╭─ DATA EXCERPTS

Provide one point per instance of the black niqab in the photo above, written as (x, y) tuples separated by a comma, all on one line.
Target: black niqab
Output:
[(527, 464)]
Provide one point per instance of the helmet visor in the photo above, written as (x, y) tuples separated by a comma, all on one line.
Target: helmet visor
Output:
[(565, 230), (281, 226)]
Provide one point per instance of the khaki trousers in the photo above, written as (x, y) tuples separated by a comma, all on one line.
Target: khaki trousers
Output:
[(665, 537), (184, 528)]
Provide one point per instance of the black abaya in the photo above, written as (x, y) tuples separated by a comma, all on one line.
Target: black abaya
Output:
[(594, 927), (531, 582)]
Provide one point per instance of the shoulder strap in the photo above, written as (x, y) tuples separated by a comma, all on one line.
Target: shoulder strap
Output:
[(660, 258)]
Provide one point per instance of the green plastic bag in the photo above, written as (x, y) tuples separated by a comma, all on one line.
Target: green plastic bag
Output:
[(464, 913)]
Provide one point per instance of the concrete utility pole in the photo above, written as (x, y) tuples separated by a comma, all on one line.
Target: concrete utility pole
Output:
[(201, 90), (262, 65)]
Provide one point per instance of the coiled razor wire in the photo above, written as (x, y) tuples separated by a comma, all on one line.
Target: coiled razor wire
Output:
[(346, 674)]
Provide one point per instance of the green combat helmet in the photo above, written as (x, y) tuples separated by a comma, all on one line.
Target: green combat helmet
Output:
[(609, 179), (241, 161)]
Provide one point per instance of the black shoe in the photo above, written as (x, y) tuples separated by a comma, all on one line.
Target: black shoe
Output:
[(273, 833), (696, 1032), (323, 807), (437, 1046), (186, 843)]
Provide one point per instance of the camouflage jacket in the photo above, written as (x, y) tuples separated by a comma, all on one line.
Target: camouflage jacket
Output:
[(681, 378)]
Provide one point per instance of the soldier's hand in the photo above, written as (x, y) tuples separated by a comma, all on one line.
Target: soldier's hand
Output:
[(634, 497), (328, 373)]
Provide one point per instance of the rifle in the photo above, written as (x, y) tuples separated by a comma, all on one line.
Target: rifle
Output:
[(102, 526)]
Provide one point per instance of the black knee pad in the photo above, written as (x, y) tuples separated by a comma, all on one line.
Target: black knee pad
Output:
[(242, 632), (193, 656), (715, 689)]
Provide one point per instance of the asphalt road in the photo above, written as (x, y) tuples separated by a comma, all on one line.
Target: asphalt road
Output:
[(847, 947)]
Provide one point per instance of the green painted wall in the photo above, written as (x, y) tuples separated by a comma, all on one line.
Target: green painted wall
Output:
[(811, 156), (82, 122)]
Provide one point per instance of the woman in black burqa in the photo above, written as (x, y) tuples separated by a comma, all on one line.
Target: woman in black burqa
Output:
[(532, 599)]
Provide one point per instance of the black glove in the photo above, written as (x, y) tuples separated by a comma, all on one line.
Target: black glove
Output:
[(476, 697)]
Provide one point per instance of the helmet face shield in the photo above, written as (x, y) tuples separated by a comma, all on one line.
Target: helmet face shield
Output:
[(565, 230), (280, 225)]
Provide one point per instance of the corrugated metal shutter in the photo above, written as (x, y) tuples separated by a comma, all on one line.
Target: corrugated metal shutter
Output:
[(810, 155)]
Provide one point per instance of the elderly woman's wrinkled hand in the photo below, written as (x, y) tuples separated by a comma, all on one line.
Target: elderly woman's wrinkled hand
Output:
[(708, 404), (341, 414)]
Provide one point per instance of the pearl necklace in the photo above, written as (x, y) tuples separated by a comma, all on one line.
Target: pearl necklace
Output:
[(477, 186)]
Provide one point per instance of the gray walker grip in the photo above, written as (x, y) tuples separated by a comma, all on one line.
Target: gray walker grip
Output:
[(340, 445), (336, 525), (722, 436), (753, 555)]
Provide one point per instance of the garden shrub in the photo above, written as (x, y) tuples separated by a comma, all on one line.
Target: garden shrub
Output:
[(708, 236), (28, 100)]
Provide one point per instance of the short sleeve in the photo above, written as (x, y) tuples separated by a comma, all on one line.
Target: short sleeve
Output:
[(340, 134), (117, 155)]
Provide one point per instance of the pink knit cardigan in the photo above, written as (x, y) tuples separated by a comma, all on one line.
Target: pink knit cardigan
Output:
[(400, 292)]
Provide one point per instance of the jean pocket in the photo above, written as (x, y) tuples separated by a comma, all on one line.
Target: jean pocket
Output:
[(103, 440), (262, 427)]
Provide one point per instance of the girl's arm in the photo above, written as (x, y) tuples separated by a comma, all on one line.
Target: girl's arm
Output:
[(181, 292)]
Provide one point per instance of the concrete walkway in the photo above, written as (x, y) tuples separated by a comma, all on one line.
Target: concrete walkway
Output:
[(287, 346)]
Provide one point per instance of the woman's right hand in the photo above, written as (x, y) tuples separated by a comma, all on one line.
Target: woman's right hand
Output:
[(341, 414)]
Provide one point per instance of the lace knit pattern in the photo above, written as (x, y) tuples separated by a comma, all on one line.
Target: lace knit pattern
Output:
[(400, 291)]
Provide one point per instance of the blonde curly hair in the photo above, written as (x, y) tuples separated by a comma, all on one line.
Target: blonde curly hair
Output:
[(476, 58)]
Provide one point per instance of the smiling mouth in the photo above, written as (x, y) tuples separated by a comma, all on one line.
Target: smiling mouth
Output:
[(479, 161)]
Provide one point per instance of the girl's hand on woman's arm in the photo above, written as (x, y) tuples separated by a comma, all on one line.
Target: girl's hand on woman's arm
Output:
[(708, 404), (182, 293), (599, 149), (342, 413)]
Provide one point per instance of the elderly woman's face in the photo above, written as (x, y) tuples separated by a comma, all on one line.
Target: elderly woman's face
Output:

╰─

SET TASK
Update the rows above by changing each "one point per instance" to "a single point for each instance" and leaving all other text unchanged.

SOLVED EXERCISE
Provide a single point for each instance of the black niqab in the photo above, written as (x, y) tuples separated by a comma, all on one line.
Target: black niqab
Output:
[(527, 464)]
Provide a single point for each instance of the helmet visor in the photo above, written as (x, y) tuples separated by a comma, all on one line.
Target: helmet visor
Output:
[(565, 230), (281, 226)]
Provide a single point for each instance of the khaki trousers in the photo above, written as (x, y) tuples separated by a comma, all on one line.
Target: khaki trousers
Output:
[(665, 537), (184, 528)]
Provide a single point for each instance of the black abaya in the photo above, written as (x, y) tuples separated by a comma, all on one line.
Target: black abaya
Output:
[(594, 927), (531, 582)]
Provide a single point for each instance of the shoulder strap in the photo above, written as (x, y) tuples separated by a comma, all on one line.
Target: shoulder strap
Output:
[(660, 258)]
Provide a single point for each instance of the green plastic bag in the photo above, written as (x, y) tuples separated by a comma, all on one line.
Target: green plastic bag
Output:
[(464, 913)]
Provide a single point for each instance of the concrete utility pole in the photo above, written as (x, y) tuples separated by a comma, all on one line.
Target: concrete utility pole
Output:
[(201, 90), (262, 65)]
Provide a single point for each instance of the coiled razor wire in the photo above, written as (x, y) tuples separated by a comma, all on one line.
Target: coiled razor wire
Output:
[(346, 674)]
Provide a single point for each instance of the green combat helmet in the photo above, written as (x, y) tuples separated by a comma, all on one line.
Target: green combat helmet
Output:
[(609, 179), (241, 161)]
Provide a single point for each instance of the black shoe in the photo above, written as (x, y) tuples separated by a comma, all on one line.
Target: black shoe
Output:
[(273, 833), (696, 1032), (323, 807), (437, 1046), (186, 843)]
Provide a single point for each instance of the camouflage jacket in the photo above, written as (x, y) tuples separated by a comma, all on one line.
Target: camouflage jacket
Output:
[(681, 378)]
Provide a single point for each instance of the soldier's hand in the photo above, written as (x, y) tuples separated by a comma, all on one line.
Target: soldier's hand
Output:
[(634, 497), (328, 373)]
Provide a single point for each instance of the rifle in the photo above, written as (x, y) tuples separated by a comma, all on one line.
Target: rifle
Output:
[(102, 526)]
Provide a single point for each instance of the black knee pad in the photo above, written as (x, y) tuples separated by a comma, all on one line.
Target: black knee pad
Output:
[(242, 632), (193, 656), (715, 689)]
Provide a single point for each instance of the asphalt road in the photo above, written as (x, y) tuples separated by a comma, all on one line.
Target: asphalt road
Output:
[(847, 947)]
Provide a single point for each instance of the green painted wall in the photo above, written as (x, y) tuples separated by a comma, all on one line.
Target: green painted wall
Output:
[(811, 156), (82, 122)]
Provide a single point for each instance of the woman in black burqa in the photo above, written as (x, y) tuples separated by a comma, all on one line.
Target: woman in black burqa
Output:
[(532, 599)]
Provide a single point for each instance of the black glove in the photo above, written as (x, y) tuples separated by a comma, all on one line.
Target: black glove
Output:
[(476, 697)]
Provide a single point for each instance of the helmet face shield in the photo above, written as (x, y) tuples separated by a comma, all on one line.
Target: helmet face shield
Output:
[(565, 230), (280, 225)]
Provide a single point for each instance of the corrugated metal shutter in the photo above, written as (x, y) tuples separated by a comma, all on one line.
Target: corrugated metal shutter
Output:
[(810, 155)]
Provide a single point for each instance of the elderly woman's wrinkled hand in the photo below, written as (x, y) tuples separated by a comma, all on one line.
Target: elderly woman's wrinkled hand
Output:
[(708, 404), (341, 414)]
Provide a single point for each instance of the pearl necklace in the photo above, written as (x, y) tuples separated by a comma, all on one line.
Target: pearl necklace
Output:
[(477, 186)]
Provide a single point for each instance of the gray walker grip in the photo above, written as (x, y) tuples separated by a comma, all on one line.
Target: gray walker grip
Output:
[(340, 445), (336, 525), (722, 436), (753, 555)]
Provide a single point for each instance of the garden shrub in the photo above, written as (x, y) tuples separated by a comma, all on one line.
Target: garden shrub
Output:
[(708, 236), (28, 100)]
Provide a single point for each instance of the short sleeve in the photo above, written as (x, y) tuples separated by a comma, all on one line.
Target: short sleeve
Output:
[(340, 134), (117, 155)]
Provide a single point for each instance of the pink knit cardigan in the photo above, written as (x, y) tuples separated by a comma, all on one line.
Target: pink knit cardigan
Output:
[(400, 292)]
Provide a single point for each instance of the jean pocket in the photo above, written as (x, y) tuples separated by a comma, all on one line.
Target: jean pocket
Output:
[(103, 440), (262, 427)]
Provide a single point for each instance of the girl's arm in the photo above, written as (x, y) tuples separated by a comma, all on one line.
Target: girl's arm
Output:
[(181, 292)]
Provide a single point for each instance of the concrete walkway in the photo above, written as (x, y) tuples separated by a comma, all on one line.
Target: concrete walkway
Output:
[(287, 346)]
Provide a single point for each instance of the woman's right hand in the photo above, written as (x, y) tuples separated by a comma, all on one line.
Target: woman's right hand
Output:
[(341, 414)]
Provide a single point for each instance of the lace knit pattern in the photo above, written as (x, y) tuples separated by a comma, all on one line.
Target: lace knit pattern
Output:
[(400, 291)]
Provide a single point for each instance of the blonde curly hair in the photo above, written as (x, y) tuples separated by a comma, all on one line.
Target: blonde curly hair
Output:
[(476, 58)]
Provide a single point for each instance of the smiling mouth in the photo above, written as (x, y) tuples separated by a comma, all on one line.
Target: smiling mouth
Output:
[(479, 161)]
Provide a single point for each instance of the girl's hand on woman's arm in the photo above, written as (x, y) tuples separated by a comma, all on one line.
Target: girl's hand on woman's arm
Output:
[(708, 404), (182, 293), (599, 149), (342, 413)]
Provide a single point for each instance of the elderly woman's face in the photo above, written as (x, y) tuples separated by a comma, all on one line.
Target: elderly woman's face
Output:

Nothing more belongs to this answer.